Do this> Starting at the beginning of the records and ending with the line that contains "[746,145,1051,300]", both included, write every line out again, requests and all. Scale each bounding box coordinate by 0.55 and round it to a whole number, with halves going up, and leave out all later records.

Rows>
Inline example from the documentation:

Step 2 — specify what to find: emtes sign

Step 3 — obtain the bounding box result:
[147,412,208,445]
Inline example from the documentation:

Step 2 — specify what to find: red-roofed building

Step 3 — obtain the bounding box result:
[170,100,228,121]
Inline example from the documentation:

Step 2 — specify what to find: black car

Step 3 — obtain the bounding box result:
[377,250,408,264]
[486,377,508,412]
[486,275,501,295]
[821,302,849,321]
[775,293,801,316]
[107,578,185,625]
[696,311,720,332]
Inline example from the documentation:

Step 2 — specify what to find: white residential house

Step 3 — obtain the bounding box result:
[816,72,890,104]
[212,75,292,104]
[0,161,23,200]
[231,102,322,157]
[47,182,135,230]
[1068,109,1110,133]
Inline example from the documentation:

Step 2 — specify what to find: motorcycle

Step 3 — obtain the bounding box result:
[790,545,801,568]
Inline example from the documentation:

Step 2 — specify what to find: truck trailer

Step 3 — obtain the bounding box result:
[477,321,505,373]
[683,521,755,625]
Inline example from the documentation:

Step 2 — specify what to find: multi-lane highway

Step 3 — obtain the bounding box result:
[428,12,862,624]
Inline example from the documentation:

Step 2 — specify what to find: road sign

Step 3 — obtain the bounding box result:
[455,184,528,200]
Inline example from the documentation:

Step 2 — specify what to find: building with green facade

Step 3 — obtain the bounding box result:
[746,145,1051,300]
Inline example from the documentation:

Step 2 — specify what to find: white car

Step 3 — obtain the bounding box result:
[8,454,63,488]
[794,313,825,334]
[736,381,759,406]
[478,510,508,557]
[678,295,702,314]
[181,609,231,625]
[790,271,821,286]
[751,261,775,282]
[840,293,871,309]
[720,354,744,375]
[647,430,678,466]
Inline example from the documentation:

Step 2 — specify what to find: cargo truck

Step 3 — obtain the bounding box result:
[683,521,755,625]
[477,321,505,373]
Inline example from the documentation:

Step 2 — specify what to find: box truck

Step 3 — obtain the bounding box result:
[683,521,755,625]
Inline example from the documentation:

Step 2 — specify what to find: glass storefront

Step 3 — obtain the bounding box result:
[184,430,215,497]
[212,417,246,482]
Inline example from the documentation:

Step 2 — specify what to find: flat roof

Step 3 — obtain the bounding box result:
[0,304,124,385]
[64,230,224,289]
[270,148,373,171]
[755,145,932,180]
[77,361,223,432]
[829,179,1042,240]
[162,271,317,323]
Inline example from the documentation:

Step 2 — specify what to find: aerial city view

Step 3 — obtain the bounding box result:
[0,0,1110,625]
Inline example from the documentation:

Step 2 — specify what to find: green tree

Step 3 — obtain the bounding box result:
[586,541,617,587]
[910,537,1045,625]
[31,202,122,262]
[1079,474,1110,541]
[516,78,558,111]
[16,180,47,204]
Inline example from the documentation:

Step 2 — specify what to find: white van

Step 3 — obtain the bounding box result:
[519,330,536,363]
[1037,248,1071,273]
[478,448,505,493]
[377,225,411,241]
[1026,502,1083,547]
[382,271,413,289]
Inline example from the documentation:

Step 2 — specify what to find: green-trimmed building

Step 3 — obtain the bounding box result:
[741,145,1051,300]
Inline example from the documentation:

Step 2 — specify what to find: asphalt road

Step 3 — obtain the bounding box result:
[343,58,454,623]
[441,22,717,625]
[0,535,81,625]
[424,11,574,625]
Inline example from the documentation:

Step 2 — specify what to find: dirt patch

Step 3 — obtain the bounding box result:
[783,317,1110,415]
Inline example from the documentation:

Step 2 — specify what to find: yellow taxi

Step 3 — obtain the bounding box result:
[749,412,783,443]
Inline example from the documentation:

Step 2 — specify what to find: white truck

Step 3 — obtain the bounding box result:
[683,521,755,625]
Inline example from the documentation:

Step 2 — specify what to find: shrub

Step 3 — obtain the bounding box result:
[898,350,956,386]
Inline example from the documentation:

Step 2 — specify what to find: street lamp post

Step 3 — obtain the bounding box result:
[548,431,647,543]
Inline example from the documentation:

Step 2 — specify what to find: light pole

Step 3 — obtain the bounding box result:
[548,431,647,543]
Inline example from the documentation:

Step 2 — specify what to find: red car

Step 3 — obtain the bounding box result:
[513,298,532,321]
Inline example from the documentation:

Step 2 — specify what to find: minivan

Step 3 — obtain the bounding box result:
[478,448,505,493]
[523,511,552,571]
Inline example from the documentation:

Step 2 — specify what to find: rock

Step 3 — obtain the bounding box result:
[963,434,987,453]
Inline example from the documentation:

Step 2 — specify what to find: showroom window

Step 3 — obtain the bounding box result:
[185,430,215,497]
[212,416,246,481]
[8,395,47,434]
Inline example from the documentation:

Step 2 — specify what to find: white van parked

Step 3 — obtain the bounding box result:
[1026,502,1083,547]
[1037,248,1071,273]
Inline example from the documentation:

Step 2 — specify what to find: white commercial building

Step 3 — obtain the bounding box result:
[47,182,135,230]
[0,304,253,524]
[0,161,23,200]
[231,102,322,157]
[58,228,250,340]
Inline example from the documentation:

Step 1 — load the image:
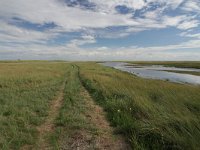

Correct output>
Inline example from the documentation:

Step 2 — specify what to find: emtes sign

Step 3 — obtain the bounding box result:
[81,227,114,245]
Inline example from the documentation:

Step 2 — specify what to find: red-roofed building

Step 3 — obtain the bounding box result:
[94,55,125,67]
Inline example from the documentation:

Step 2 — specify what to find: black car

Step 3 — obtain the bounding box result:
[207,138,224,145]
[267,207,279,227]
[267,151,276,162]
[452,166,467,177]
[426,161,441,174]
[59,318,102,344]
[383,171,396,183]
Inline example from the documentation:

Step 2 — specify what to find: white residential house

Step 3 — obtain the bounding box result:
[449,40,490,57]
[117,41,161,57]
[0,89,13,110]
[127,56,177,86]
[26,100,74,127]
[587,60,611,73]
Inline example from the documentation:

Step 2 — specify what to find: motorcycle

Step 3 — obtain the bounding box result:
[435,300,441,312]
Inline example from the documentation:

Step 2 — specify what to find: truck trailer

Step 3 — obtain the bounding box result:
[262,177,278,205]
[376,287,415,344]
Inline example from the documentation:

Step 2 — specify what to find: multi-lane highway

Step 3 — obtain the bounding box result:
[235,7,474,343]
Inline example from the documentation:

Step 2 — specify what to find: road sign

Step 3 — obtain the bounding box result:
[250,101,290,110]
Inline example from the documentation:

Step 2 — specify what to find: building with green facade

Step 3 — obtain the bounding box result:
[410,80,578,165]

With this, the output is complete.